Extracted entries:
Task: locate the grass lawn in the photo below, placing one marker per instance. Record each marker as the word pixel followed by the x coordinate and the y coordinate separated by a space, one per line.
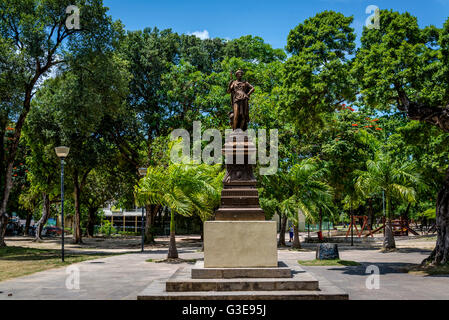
pixel 18 261
pixel 325 263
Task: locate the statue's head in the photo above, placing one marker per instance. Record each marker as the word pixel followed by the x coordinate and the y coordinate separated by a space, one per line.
pixel 239 74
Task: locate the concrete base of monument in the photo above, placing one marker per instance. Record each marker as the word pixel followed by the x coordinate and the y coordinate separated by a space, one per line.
pixel 240 244
pixel 287 282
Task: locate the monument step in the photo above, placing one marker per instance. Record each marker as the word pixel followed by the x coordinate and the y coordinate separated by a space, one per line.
pixel 239 214
pixel 199 272
pixel 243 183
pixel 156 291
pixel 240 192
pixel 326 291
pixel 244 201
pixel 180 282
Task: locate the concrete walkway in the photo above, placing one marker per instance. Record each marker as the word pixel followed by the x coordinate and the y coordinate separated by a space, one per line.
pixel 124 276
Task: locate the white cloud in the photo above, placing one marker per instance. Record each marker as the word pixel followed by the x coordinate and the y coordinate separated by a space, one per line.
pixel 201 34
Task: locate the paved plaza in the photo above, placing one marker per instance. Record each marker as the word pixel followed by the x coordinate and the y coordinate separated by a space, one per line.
pixel 125 276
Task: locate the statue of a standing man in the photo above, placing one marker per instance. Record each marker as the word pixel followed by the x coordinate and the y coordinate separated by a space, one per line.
pixel 240 93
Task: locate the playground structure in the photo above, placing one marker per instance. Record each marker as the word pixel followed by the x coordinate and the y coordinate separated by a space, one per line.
pixel 400 227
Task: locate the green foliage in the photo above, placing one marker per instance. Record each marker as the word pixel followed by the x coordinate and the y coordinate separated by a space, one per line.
pixel 107 228
pixel 316 75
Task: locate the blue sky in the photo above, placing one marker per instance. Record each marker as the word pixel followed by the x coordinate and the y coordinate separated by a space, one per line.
pixel 272 20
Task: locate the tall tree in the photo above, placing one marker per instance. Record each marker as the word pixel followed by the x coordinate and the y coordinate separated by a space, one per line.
pixel 402 65
pixel 397 181
pixel 33 34
pixel 184 189
pixel 316 75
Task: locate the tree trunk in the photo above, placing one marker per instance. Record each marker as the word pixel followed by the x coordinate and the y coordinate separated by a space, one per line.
pixel 296 242
pixel 77 236
pixel 282 230
pixel 26 232
pixel 151 211
pixel 12 152
pixel 372 217
pixel 3 224
pixel 43 220
pixel 91 221
pixel 389 242
pixel 172 251
pixel 440 255
pixel 321 220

Task description: Make an exact copy of the listing. Leave its pictures out.

Result for this task:
Task: locate the grass lawn in the photo below, placing one marker per instance. Record each marker as the word pixel followed by the x coordinate and the y coordinate separated by a space, one per line.
pixel 18 261
pixel 325 263
Task: locate the statue's head in the photo above, placing one marker per instance. Record each marker as the word pixel followed by the x coordinate and the y coordinate separated by a space, one per line.
pixel 239 74
Task: locate the concrete base of monument in the photo above, placing one marker per instance. Record each marker as the word pixel followed by the x coordinate and the y coordinate separated by a space, one per line.
pixel 240 244
pixel 287 282
Task: locate the monument step in the photo above, placing one marker per instance. Record each marker as the word pixel followed by the x coordinate and the y coordinate separated by a space, one per line.
pixel 239 214
pixel 199 272
pixel 243 183
pixel 156 291
pixel 240 192
pixel 326 291
pixel 244 201
pixel 180 282
Task: locate the concrete walkway in the photo above, placing one marker per instance. Record each marker as the word pixel followed by the x coordinate and the y coordinate separated by a space, one per line.
pixel 124 276
Task: locate the white cloud in the photo above, placing one marker per instance. Record each marker as the word pixel followed by the x coordinate and the y coordinate separated by a space, one per line.
pixel 201 34
Task: locate the paved plaza in the photo above, placing one marker per instance. Record each marker as the word pixel followed by the x coordinate and the y coordinate separated by a space, one per line.
pixel 125 276
Task: locate the statue of a standing man in the photo above, placing one marker per instance. Record each marker as the word pixel followed by the x coordinate and the y coordinate separated by a space, one per line.
pixel 240 93
Task: locate the playground structure in the photo above, placing one marker per instance. Record each marker as the word pixel followed by the x coordinate and the y coordinate separated by a space, one per line.
pixel 400 227
Task: locate the green foliage in the photo above, placing one marker per instance. Record each marker as the word pixel followed by the x coordinate and the y coordinate separated by a space, one per line.
pixel 107 228
pixel 316 75
Task: locate the blue sky in the photo above, placing one marker per instance. Record each marker as the word pixel followed by the x coordinate and the y coordinate separated by a space, one per line.
pixel 272 20
Task: locate the tall tree in the photo above, placing one marker per instance. Record each marker as the word pixel followed by the x coordinate and the y coordinate separated by a space, one per line.
pixel 402 65
pixel 397 181
pixel 33 34
pixel 184 189
pixel 316 75
Task: locate the tree trunk in the photo above, placing one marker per instance. Record each marker as the word pixel followed by the x coordinate and the y coordinate separated by a space, one per line.
pixel 296 242
pixel 77 236
pixel 282 230
pixel 26 232
pixel 151 211
pixel 12 152
pixel 372 217
pixel 3 224
pixel 43 220
pixel 91 221
pixel 389 242
pixel 172 251
pixel 440 255
pixel 321 220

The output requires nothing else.